BEGIN

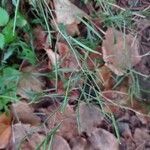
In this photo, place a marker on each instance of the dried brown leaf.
(90, 117)
(29, 82)
(60, 143)
(23, 112)
(101, 139)
(120, 51)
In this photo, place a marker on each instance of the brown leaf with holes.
(120, 51)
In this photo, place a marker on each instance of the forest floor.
(74, 74)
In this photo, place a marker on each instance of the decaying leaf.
(141, 137)
(68, 59)
(5, 130)
(101, 139)
(68, 128)
(90, 117)
(78, 143)
(120, 51)
(41, 41)
(67, 13)
(106, 77)
(23, 112)
(20, 131)
(29, 82)
(32, 143)
(60, 143)
(53, 56)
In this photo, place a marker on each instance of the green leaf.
(2, 41)
(8, 32)
(4, 17)
(21, 21)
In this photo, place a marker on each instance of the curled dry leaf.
(67, 13)
(106, 77)
(145, 140)
(101, 139)
(5, 130)
(29, 82)
(32, 143)
(120, 51)
(68, 59)
(23, 112)
(53, 56)
(59, 143)
(68, 128)
(78, 143)
(20, 131)
(90, 117)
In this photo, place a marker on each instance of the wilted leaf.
(29, 83)
(31, 144)
(60, 143)
(78, 143)
(101, 139)
(141, 137)
(67, 13)
(120, 51)
(23, 112)
(67, 58)
(53, 56)
(68, 127)
(90, 117)
(105, 75)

END

ACTIVITY
Write out the listing word for word, omitting the pictures it holds.

ANSWER SPACE
In this photo, place a marker on each instance of the dried brown leaf.
(90, 117)
(29, 82)
(60, 143)
(23, 112)
(101, 139)
(120, 51)
In this photo, place a marker on each instance of the brown leaf with holes.
(120, 51)
In this photo, place a marker on each instance of the forest floor.
(74, 74)
In this photo, place a marker on each instance of the decaying leaf.
(141, 137)
(68, 59)
(5, 130)
(101, 139)
(68, 128)
(90, 117)
(78, 143)
(120, 51)
(41, 41)
(67, 13)
(106, 77)
(23, 112)
(20, 131)
(29, 82)
(32, 143)
(60, 143)
(53, 56)
In this photo, place a marker on each instance of the green leaf.
(2, 41)
(8, 32)
(4, 17)
(21, 21)
In this photo, place a marker on each instance of the curled dry leaf.
(67, 13)
(106, 77)
(145, 140)
(101, 139)
(5, 130)
(29, 82)
(32, 143)
(120, 51)
(68, 59)
(23, 112)
(53, 56)
(59, 143)
(68, 128)
(78, 143)
(20, 131)
(90, 117)
In this photo, place a marker on each instance of the wilted leaf.
(29, 83)
(31, 144)
(60, 143)
(78, 143)
(101, 139)
(141, 137)
(67, 13)
(120, 51)
(23, 112)
(67, 58)
(53, 56)
(68, 127)
(90, 117)
(105, 75)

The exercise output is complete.